• To be done: Format the lines below as a numbered list, omitting any blank lines.

***** Input

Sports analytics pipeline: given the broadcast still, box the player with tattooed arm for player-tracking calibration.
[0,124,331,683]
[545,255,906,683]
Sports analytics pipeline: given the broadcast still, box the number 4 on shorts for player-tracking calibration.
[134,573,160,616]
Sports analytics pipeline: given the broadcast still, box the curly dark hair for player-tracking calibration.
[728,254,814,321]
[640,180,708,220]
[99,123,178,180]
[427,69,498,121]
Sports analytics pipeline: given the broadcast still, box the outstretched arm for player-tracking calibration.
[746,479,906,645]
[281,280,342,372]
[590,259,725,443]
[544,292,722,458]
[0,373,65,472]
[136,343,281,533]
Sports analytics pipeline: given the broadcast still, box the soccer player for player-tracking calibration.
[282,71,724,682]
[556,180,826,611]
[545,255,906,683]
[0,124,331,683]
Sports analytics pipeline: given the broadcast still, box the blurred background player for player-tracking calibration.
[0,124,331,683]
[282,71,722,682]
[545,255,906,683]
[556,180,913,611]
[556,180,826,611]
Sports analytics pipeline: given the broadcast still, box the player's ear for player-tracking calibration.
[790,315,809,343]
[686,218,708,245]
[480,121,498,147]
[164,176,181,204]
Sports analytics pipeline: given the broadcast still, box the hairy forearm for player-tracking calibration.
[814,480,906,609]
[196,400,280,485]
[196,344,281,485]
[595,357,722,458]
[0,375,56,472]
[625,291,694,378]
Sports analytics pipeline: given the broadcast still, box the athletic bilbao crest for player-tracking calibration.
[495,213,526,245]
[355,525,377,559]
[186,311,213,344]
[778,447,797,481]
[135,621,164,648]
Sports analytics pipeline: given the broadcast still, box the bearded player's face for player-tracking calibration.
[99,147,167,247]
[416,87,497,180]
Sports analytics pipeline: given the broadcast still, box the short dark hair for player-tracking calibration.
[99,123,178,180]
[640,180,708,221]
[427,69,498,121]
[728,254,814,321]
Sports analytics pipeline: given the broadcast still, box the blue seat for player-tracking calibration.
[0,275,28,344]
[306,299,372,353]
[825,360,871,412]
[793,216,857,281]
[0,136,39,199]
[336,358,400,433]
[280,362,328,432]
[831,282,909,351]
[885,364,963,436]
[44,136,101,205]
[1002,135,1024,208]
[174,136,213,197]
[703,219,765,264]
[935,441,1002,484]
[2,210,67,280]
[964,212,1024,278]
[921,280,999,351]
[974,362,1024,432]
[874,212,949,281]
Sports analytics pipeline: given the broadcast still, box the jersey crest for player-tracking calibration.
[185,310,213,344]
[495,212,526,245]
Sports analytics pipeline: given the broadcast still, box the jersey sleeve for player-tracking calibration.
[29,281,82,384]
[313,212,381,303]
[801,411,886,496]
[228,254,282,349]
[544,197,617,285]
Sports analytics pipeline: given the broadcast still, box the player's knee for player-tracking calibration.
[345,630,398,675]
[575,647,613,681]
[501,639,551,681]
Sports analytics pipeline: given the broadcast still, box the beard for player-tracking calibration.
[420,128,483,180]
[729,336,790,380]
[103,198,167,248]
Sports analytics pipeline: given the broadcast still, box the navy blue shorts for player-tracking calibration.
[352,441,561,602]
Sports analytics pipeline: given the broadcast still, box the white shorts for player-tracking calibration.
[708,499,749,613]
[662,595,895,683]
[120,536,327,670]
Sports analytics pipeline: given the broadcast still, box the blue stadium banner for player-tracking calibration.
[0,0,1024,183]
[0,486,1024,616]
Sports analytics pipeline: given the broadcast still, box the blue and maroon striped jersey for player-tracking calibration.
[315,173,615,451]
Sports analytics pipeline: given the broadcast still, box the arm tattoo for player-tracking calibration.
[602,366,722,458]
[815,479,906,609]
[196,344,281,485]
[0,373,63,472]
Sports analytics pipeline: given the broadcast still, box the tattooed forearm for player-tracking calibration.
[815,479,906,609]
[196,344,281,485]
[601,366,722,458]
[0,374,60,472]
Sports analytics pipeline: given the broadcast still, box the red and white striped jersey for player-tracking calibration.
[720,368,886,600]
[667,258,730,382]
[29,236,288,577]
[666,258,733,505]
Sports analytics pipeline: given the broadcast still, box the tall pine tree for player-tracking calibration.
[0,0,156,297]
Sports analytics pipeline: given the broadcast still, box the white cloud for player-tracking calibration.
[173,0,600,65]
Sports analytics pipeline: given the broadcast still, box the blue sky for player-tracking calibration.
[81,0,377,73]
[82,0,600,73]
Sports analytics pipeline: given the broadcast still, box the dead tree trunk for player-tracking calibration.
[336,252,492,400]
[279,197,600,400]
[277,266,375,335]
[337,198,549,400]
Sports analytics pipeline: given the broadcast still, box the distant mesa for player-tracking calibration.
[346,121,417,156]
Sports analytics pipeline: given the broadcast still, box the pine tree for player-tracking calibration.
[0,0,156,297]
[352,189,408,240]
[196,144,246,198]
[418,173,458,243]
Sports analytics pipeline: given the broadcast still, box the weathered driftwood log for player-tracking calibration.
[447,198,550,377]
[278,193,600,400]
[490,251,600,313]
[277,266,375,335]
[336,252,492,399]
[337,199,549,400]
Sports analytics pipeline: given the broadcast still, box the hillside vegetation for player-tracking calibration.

**********

• Task solution:
1. Sports analytics pipeline: given the broadcast still, box the player with tattooed arm for player-tracking calibration.
2. [0,124,331,683]
3. [545,255,906,683]
4. Sports analytics pipeline: given the broadcast still, box the number 4 on shorts for player-tracking calibration.
5. [134,573,160,616]
6. Sports analytics pipeline: given the broadcast still, box the curly dark hair for player-tracking calibration.
7. [728,254,814,321]
8. [640,180,708,220]
9. [99,123,178,180]
10. [427,69,498,121]
11. Sports analytics pipeline: given the broadcast still, box the outstretched arm for player-tracking calibration.
12. [746,479,906,645]
13. [281,280,342,372]
14. [590,259,725,443]
15. [544,292,722,458]
16. [0,373,65,472]
17. [136,343,281,533]
18. Sports analytics pipeline: given the broadcast still, box the soccer player for player-tracking calibration.
19. [282,71,724,682]
20. [556,180,826,611]
21. [545,255,906,683]
22. [0,124,331,683]
23. Sports analytics pipeline: given the broadcast still, box the blurred background player for player-tracking calibration.
24. [0,124,331,683]
25. [282,71,722,682]
26. [545,255,906,683]
27. [556,180,913,611]
28. [556,180,826,611]
29. Sports analytics pipeline: given the broadcast still, box the player's ear for player-tracking calibration.
30. [790,315,809,343]
31. [686,218,708,245]
32. [480,121,498,147]
33. [164,176,181,204]
34. Sports analytics pipeline: given the broadcast still, box the hairy forearm for player-tracking calibration.
35. [814,480,906,609]
36. [196,400,280,485]
37. [196,344,281,485]
38. [595,357,722,458]
39. [0,375,56,472]
40. [625,291,694,378]
41. Sports analytics pipeline: given the broadcast still, box the athletic bilbao crest for player-tracking calibration.
42. [495,213,526,245]
43. [355,525,377,559]
44. [186,311,213,344]
45. [778,447,797,481]
46. [135,621,164,648]
47. Sports analytics pipeline: given the broadcast still, box the bearded player's face for player-tracking calibration.
48. [99,147,167,247]
49. [416,87,497,180]
50. Sports analytics pipeline: given the broadcast still, box the short dark hair for player-tracking calibration.
51. [99,123,178,180]
52. [640,180,708,221]
53. [427,69,498,121]
54. [728,254,814,321]
55. Sports analytics pipeline: given the broadcast still, box the blue seat for player-tracking calibration.
56. [0,275,28,344]
57. [306,299,372,353]
58. [825,360,871,412]
59. [793,216,857,281]
60. [0,136,39,199]
61. [336,358,400,433]
62. [280,362,328,432]
63. [831,282,909,351]
64. [885,364,963,436]
65. [44,136,101,205]
66. [1002,135,1024,208]
67. [174,136,213,197]
68. [703,219,765,264]
69. [935,441,1002,484]
70. [2,210,67,280]
71. [964,212,1024,278]
72. [921,280,999,351]
73. [974,362,1024,432]
74. [874,212,949,281]
75. Sports analytics pipeline: given the broadcast still, box the jersey crest for player-tracking calibration.
76. [185,310,213,344]
77. [495,212,526,245]
78. Sports analytics pipeline: given the broadcast still, box the jersey sleeve for player-tracking calibration.
79. [29,281,82,384]
80. [313,212,381,303]
81. [801,411,886,496]
82. [228,254,282,349]
83. [544,197,617,285]
84. Sports analytics pipeline: given the broadcast still, box the player's knee for player-tracking calibration.
85. [345,630,398,675]
86. [575,647,613,681]
87. [501,639,551,681]
88. Sports analytics pipeline: given the broadcast still, box the beard for player-tracking calibration.
89. [420,128,483,180]
90. [729,336,790,380]
91. [103,198,167,248]
92. Sports analytics pipeline: given the broadcast still, box the navy blue shorts for player-tracking calibration.
93. [352,441,561,602]
94. Sports analytics pipeline: given the broadcast still, box the white shorts for player-tracking calibration.
95. [708,499,749,613]
96. [662,595,895,683]
97. [120,536,327,670]
98. Sports analytics pipeline: given the broadcast still, box the blue stadium banner for player-tracking calibration.
99. [0,0,1024,183]
100. [0,486,1024,616]
101. Sports analytics pipeline: given the broadcast still, box the blue and maroon striped jersey for player-tracking calibration.
102. [315,173,615,451]
103. Sports analytics pipeline: given the broadcast still, box the arm tattoo for player-tracking calibration.
104. [602,366,722,458]
105. [815,479,906,609]
106. [196,344,281,485]
107. [0,373,63,472]
108. Sports analytics pipeline: given the broadcast still, box the tattooed forearm for player-tracking calibration.
109. [815,479,906,609]
110. [196,344,281,485]
111. [601,366,722,458]
112. [0,374,60,472]
113. Sports analytics pipeline: given the broadcast still, box the red and white striped jersey for player-tracking calibration.
114. [720,368,886,600]
115. [667,258,730,382]
116. [29,236,288,577]
117. [666,258,733,505]
118. Sports analytics pipeline: given the broadcast still, box the tall pine tree for player-tracking calibration.
119. [0,0,156,297]
120. Sports analytics pipeline: given the broadcast still, box the white cloud for player-tracking calibration.
121. [173,0,600,65]
122. Sports analytics pipeline: given the broadcast still, box the blue sky for player-tracking calibration.
123. [81,0,377,73]
124. [82,0,600,73]
125. Sports analytics pipeline: given the broadcast still, box the dead tree trunk for player-tracking calibration.
126. [336,252,492,400]
127. [279,197,600,400]
128. [277,266,375,335]
129. [337,198,549,400]
130. Sports analytics pipeline: given the broadcast still, box the distant mesa for player-tracking calibration.
131. [346,121,417,156]
132. Sports analytics pipeline: given the broadcast still, box the pine tree for player-tracking calibration.
133. [0,0,156,297]
134. [352,189,408,240]
135. [196,144,246,198]
136. [418,173,458,243]
137. Sports analytics pipeline: given the broadcast still, box the weathered driftwood log for player-tracking calibration.
138. [447,198,550,377]
139. [278,193,600,400]
140. [490,251,600,313]
141. [277,266,375,335]
142. [336,252,492,399]
143. [337,199,549,400]
144. Sports analytics pipeline: given the broadcast still, box the hillside vegetation for player-tracking calibration.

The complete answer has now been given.